- [Task objective]
Below is a listing; repeat exactly the lines from the one containing "Target: cream cheese frosting" to the one containing "formatted like [1172,196].", both included.

- [Available records]
#####

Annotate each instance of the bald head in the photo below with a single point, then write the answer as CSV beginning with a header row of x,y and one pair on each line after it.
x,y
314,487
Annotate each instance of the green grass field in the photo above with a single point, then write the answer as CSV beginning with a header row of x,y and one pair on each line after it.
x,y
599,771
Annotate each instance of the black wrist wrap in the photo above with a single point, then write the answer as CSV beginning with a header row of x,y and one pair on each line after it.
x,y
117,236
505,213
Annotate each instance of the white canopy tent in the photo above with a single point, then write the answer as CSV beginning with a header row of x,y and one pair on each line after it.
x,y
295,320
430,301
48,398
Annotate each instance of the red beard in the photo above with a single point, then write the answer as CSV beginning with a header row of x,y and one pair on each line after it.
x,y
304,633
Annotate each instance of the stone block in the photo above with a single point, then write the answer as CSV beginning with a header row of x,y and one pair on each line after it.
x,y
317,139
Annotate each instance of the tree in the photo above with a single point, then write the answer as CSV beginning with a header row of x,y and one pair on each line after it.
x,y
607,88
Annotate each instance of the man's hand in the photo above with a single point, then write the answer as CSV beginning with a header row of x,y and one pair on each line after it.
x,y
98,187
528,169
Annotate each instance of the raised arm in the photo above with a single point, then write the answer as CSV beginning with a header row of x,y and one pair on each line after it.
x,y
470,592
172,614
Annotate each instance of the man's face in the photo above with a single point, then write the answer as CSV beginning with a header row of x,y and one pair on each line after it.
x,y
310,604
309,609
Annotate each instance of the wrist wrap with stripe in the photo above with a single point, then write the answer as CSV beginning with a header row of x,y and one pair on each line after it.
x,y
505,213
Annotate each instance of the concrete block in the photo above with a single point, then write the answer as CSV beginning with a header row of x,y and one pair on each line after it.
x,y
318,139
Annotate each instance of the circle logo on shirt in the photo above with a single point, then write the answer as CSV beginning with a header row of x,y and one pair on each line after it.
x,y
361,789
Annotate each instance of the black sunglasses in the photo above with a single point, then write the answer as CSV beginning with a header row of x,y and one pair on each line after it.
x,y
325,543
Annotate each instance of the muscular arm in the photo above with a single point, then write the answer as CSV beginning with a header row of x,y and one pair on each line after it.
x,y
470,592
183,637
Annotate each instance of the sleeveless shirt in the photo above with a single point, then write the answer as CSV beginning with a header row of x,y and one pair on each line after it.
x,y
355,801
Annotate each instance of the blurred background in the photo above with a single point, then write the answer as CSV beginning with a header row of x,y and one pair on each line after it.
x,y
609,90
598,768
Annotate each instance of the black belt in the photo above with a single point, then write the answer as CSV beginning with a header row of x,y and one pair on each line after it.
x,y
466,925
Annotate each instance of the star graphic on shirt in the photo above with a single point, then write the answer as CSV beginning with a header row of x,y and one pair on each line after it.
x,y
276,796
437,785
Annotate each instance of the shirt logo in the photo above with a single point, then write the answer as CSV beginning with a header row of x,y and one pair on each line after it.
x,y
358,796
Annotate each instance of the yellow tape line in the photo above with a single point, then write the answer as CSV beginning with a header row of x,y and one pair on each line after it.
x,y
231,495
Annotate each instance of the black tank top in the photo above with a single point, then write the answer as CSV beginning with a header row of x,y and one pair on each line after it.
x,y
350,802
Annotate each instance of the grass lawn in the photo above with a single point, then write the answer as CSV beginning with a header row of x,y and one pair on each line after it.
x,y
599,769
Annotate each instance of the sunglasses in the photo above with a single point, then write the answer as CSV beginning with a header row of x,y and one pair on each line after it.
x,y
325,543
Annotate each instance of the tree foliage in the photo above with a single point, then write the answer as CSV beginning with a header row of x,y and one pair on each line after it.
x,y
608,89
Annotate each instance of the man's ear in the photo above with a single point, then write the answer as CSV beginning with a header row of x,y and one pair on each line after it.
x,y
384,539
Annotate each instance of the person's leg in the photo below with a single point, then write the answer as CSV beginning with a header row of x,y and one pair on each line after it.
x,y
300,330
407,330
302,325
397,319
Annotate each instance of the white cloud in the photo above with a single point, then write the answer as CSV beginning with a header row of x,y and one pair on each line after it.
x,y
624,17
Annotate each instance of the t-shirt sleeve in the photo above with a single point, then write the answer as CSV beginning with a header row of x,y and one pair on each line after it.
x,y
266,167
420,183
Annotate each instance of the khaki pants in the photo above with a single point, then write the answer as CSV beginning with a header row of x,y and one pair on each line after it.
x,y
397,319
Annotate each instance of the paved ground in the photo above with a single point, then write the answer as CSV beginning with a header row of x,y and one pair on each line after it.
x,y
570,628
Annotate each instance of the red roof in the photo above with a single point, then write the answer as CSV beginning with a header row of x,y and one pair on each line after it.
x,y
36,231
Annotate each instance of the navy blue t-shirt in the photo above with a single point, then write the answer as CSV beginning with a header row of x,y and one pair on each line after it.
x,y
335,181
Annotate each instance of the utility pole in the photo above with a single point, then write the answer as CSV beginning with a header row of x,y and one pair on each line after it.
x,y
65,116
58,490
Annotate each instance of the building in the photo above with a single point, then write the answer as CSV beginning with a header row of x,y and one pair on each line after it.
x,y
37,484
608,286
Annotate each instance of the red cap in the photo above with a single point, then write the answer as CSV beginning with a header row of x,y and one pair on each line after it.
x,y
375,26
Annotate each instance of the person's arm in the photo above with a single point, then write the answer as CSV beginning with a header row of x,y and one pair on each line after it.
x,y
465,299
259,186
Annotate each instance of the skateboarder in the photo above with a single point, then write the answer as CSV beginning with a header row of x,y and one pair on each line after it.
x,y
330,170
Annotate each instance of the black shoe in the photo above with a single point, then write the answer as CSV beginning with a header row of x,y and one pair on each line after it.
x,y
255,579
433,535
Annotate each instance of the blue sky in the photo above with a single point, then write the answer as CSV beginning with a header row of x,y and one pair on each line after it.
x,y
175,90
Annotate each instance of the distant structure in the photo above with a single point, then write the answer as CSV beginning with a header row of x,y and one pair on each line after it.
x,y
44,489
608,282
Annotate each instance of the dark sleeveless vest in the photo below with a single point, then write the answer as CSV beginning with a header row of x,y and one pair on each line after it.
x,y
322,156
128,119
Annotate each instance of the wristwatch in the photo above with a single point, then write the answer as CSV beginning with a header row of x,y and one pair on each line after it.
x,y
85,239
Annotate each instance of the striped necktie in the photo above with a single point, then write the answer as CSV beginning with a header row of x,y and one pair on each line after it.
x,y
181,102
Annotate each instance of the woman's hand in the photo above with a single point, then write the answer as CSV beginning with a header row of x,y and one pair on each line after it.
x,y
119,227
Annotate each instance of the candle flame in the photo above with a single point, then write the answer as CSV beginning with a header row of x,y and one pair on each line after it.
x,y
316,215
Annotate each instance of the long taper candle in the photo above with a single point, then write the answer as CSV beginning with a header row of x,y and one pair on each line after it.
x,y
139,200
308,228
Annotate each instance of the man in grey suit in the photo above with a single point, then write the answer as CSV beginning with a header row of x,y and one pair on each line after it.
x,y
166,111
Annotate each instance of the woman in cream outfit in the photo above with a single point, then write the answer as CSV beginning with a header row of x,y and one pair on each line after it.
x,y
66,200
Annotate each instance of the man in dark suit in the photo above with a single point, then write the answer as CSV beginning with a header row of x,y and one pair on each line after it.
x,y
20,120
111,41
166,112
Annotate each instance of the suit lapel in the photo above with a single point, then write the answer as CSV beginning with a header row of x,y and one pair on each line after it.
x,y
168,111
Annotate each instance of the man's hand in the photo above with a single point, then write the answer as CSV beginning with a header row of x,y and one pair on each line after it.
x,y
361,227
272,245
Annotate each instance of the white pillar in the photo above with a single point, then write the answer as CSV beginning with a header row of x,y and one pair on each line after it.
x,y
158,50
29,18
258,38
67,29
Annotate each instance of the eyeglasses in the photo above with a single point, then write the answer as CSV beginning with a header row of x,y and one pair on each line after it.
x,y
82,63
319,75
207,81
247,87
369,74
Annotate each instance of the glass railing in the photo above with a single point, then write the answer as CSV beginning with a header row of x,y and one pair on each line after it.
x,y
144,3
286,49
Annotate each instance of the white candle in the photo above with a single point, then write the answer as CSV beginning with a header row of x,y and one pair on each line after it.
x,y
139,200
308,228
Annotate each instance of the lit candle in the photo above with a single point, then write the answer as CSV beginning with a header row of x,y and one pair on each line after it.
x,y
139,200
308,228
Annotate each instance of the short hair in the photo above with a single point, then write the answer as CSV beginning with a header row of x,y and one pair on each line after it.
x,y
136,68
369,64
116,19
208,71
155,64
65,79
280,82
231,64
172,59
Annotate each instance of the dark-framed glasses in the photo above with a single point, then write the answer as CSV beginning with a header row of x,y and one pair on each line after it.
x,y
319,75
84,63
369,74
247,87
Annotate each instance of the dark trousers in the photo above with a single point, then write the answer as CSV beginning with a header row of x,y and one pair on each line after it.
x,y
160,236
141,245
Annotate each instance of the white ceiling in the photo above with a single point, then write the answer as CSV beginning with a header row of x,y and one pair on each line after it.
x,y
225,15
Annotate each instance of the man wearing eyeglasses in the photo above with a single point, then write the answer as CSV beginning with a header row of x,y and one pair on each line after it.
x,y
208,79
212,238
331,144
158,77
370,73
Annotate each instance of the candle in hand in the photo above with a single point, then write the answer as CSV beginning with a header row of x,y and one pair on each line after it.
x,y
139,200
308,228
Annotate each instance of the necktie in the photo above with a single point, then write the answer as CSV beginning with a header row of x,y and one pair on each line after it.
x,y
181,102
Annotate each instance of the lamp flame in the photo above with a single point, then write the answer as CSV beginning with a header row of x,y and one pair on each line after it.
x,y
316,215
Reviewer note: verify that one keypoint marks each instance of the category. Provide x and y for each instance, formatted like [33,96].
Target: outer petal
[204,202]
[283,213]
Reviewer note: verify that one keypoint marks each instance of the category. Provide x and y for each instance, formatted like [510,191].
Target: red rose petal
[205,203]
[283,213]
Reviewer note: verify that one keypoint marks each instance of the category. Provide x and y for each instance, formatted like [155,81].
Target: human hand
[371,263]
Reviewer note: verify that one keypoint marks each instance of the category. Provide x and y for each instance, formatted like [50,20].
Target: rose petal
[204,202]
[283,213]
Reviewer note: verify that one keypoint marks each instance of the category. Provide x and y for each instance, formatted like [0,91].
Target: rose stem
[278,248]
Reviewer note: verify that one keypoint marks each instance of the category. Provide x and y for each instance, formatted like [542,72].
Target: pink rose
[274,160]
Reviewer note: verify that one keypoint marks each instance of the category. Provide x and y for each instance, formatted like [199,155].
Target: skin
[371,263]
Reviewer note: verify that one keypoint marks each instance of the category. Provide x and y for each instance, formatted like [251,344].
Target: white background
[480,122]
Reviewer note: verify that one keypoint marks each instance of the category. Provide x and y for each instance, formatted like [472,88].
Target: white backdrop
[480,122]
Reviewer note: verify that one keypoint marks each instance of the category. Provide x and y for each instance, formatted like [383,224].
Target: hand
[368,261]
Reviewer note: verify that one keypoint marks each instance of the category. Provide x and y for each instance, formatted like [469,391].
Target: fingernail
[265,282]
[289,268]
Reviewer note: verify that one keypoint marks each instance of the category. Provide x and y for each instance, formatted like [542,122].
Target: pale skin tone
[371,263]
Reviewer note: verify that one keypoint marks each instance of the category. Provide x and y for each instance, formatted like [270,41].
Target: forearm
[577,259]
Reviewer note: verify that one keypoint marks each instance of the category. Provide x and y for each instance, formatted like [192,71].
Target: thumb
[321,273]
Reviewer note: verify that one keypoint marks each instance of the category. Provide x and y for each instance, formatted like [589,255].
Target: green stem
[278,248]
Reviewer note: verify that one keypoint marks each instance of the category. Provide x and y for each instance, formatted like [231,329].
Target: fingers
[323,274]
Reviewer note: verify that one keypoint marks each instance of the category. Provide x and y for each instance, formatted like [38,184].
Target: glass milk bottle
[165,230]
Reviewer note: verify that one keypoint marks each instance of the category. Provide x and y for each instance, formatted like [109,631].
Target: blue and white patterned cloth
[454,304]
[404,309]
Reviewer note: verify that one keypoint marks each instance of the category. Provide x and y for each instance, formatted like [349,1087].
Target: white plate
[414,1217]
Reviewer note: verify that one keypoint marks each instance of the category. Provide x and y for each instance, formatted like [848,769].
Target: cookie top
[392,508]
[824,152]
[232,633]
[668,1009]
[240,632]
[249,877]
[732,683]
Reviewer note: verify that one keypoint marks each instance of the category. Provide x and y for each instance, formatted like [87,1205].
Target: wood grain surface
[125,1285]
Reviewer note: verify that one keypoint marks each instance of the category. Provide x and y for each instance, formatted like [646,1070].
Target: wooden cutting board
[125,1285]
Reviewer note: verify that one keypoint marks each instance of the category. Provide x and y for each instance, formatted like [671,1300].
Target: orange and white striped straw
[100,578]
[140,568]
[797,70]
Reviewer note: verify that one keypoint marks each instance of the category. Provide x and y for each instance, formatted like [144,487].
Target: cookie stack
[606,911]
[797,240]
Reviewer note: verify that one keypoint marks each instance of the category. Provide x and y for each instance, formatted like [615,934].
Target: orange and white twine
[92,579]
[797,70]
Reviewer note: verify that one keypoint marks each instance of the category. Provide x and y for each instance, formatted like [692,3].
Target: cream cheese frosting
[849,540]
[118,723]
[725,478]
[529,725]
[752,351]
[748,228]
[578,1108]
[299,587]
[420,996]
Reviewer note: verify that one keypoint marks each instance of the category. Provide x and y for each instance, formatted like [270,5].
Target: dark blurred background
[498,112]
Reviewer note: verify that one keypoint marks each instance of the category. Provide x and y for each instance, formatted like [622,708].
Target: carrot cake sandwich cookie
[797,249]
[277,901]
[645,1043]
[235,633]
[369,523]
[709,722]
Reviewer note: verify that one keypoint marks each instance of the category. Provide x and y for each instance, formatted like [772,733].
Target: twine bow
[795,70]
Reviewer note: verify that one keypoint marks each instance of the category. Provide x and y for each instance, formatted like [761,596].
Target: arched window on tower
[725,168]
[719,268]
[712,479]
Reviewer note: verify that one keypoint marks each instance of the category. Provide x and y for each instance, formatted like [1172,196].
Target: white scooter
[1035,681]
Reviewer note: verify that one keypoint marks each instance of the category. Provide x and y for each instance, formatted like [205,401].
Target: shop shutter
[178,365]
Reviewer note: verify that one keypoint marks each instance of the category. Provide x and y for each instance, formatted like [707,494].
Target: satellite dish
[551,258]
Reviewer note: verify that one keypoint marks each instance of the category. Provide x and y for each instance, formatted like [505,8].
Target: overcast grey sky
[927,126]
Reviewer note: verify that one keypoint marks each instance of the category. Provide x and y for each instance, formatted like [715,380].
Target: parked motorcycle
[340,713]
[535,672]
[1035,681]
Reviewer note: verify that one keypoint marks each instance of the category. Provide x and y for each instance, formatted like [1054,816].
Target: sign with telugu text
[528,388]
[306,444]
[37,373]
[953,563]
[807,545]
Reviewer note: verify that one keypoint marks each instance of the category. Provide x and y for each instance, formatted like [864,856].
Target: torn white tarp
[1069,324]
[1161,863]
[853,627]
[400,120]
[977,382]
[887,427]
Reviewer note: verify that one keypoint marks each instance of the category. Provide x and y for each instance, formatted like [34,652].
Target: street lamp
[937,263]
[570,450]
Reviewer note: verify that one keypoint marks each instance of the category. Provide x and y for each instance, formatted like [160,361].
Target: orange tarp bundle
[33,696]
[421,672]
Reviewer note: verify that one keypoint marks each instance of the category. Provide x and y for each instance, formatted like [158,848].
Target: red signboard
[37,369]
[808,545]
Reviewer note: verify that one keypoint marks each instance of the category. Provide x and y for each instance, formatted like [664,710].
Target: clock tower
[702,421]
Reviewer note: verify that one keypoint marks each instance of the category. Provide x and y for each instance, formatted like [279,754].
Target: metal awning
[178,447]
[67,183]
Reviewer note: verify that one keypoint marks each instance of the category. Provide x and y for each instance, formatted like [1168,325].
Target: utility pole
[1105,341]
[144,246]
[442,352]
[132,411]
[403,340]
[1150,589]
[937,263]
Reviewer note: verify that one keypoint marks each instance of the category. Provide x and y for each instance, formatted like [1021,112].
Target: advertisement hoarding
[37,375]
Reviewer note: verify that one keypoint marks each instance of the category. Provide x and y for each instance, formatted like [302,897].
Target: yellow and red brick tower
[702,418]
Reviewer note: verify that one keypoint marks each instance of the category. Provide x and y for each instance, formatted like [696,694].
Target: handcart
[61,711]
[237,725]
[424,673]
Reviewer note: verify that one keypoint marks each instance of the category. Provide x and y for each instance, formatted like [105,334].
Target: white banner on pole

#####

- [Answer box]
Target: cream cheese frosting
[849,540]
[118,723]
[725,478]
[529,725]
[752,351]
[748,228]
[578,1108]
[299,587]
[420,996]
Reviewer note: verify that one keypoint marks each instance of the category. Provide x and y for each instance, formatted like [270,5].
Target: dark blurred background
[498,112]
Reviewer note: verify that one keypoint marks each instance of the category. Provide x and y for each instance, formatted like [622,708].
Target: carrot cake sandwich cookie
[797,249]
[277,901]
[645,1043]
[235,633]
[369,523]
[709,722]
Reviewer note: verify that one keypoint marks each instance of the category. Provide x and y for each instance, formatted like [772,733].
Target: twine bow
[795,70]
Reviewer note: verify that one keypoint marks each instance of the category. Provide x and y for each instance, formatted like [761,596].
Target: arched window on tower
[725,168]
[719,268]
[712,479]
Reviewer note: verify that one keypoint marks each instance of the category. Provide x and y for each instance, formatted like [1172,196].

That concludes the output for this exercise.